In the data, find the word "eyeglasses" and copy out every line that has it.

### Records for this task

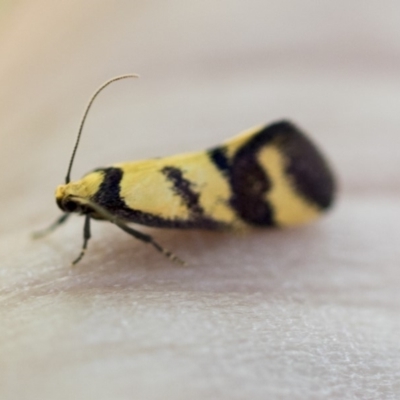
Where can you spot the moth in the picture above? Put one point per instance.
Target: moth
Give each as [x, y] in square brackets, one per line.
[270, 175]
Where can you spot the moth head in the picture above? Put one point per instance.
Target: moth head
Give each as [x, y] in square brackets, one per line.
[72, 197]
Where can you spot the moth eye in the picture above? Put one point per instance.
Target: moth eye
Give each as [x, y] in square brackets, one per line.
[70, 206]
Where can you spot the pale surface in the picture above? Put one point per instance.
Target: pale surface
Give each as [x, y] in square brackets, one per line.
[308, 313]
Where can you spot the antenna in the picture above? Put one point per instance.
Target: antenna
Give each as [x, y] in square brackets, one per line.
[117, 78]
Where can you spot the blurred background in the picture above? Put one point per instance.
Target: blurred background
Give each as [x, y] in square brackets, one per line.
[210, 69]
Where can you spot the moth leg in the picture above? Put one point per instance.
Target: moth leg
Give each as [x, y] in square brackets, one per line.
[86, 237]
[52, 227]
[133, 232]
[149, 239]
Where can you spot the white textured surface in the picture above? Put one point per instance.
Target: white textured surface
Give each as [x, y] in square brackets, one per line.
[307, 313]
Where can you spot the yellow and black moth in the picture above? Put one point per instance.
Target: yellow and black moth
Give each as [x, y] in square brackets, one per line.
[267, 176]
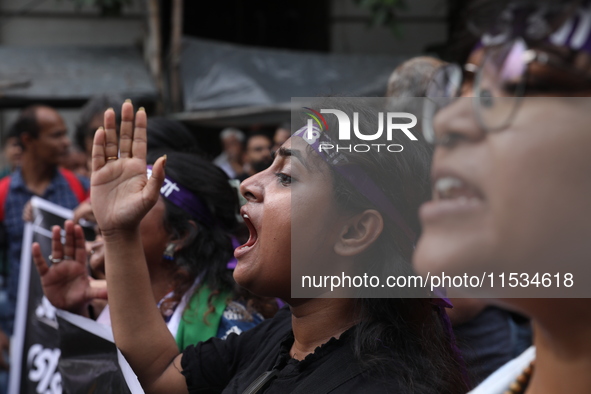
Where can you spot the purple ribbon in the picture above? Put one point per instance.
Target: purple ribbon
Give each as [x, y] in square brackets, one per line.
[184, 199]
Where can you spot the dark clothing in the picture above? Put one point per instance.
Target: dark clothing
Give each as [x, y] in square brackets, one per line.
[231, 365]
[58, 192]
[490, 340]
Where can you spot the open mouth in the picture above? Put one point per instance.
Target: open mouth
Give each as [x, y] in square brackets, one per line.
[452, 198]
[252, 239]
[452, 188]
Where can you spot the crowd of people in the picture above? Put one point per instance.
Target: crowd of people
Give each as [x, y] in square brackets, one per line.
[199, 284]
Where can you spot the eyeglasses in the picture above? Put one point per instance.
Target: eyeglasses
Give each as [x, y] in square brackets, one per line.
[508, 73]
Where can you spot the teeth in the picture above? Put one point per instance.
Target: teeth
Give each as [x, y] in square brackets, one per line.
[444, 185]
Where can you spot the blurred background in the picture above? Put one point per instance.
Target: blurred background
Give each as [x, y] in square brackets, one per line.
[214, 64]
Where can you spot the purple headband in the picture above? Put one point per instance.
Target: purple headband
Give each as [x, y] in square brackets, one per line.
[355, 175]
[184, 199]
[574, 33]
[191, 204]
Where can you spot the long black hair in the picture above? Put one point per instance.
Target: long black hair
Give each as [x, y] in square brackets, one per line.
[402, 337]
[207, 245]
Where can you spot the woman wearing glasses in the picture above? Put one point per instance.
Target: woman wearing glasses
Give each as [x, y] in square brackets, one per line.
[512, 184]
[320, 345]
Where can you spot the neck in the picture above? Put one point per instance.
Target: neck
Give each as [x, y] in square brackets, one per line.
[161, 280]
[563, 351]
[35, 173]
[316, 321]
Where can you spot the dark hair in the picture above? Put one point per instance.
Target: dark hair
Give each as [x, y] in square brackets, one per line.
[403, 337]
[207, 247]
[169, 134]
[256, 134]
[26, 123]
[96, 105]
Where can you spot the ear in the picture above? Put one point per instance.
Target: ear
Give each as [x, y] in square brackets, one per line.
[186, 238]
[359, 233]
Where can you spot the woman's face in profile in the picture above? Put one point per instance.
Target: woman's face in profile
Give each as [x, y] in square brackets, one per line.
[290, 209]
[514, 200]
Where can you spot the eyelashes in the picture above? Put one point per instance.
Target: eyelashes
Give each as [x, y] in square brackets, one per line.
[283, 179]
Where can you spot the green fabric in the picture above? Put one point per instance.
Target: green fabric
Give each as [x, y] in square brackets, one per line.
[192, 327]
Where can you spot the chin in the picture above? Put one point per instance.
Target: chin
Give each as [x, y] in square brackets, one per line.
[455, 255]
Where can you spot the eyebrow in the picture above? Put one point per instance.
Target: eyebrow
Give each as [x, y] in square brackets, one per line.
[285, 152]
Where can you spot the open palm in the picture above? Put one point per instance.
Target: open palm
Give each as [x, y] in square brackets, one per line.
[66, 284]
[121, 193]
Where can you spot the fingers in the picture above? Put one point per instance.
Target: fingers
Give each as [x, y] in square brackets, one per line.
[152, 189]
[56, 243]
[38, 259]
[140, 140]
[98, 150]
[111, 145]
[80, 252]
[126, 130]
[97, 289]
[70, 246]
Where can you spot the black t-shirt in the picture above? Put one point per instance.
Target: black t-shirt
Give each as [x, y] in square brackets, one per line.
[232, 365]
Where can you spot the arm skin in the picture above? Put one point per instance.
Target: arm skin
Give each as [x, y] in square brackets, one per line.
[122, 195]
[67, 284]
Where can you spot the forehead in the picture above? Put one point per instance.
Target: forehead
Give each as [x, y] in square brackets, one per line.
[258, 140]
[47, 117]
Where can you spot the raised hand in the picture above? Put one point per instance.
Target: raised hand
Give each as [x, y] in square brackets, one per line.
[66, 284]
[121, 193]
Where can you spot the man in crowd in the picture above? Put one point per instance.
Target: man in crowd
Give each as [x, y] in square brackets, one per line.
[43, 136]
[282, 134]
[257, 156]
[230, 160]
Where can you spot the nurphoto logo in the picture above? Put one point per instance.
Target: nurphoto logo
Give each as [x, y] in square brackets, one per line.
[317, 124]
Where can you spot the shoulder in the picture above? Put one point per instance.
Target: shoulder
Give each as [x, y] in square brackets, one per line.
[499, 382]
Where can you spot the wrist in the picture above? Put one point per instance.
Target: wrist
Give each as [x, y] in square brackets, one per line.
[115, 236]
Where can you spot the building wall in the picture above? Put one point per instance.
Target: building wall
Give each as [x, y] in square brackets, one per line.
[59, 22]
[421, 25]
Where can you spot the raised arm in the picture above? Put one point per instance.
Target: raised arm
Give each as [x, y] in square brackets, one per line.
[121, 196]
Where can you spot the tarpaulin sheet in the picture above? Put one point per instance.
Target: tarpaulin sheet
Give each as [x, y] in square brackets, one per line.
[220, 75]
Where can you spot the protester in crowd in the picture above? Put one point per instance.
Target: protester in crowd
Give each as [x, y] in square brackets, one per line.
[188, 238]
[230, 160]
[43, 136]
[282, 134]
[511, 176]
[12, 154]
[381, 347]
[488, 336]
[164, 133]
[257, 154]
[91, 118]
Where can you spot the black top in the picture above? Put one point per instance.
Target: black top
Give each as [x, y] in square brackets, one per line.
[232, 365]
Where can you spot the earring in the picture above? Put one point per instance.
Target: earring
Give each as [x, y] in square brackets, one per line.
[169, 251]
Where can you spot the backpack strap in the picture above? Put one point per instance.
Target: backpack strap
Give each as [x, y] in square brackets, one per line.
[4, 188]
[75, 185]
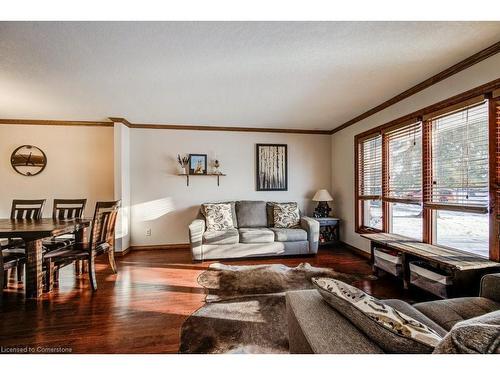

######

__Exercise response__:
Where can you spot the eyeglasses in the picture above? Put one point per instance.
Target: eyeglasses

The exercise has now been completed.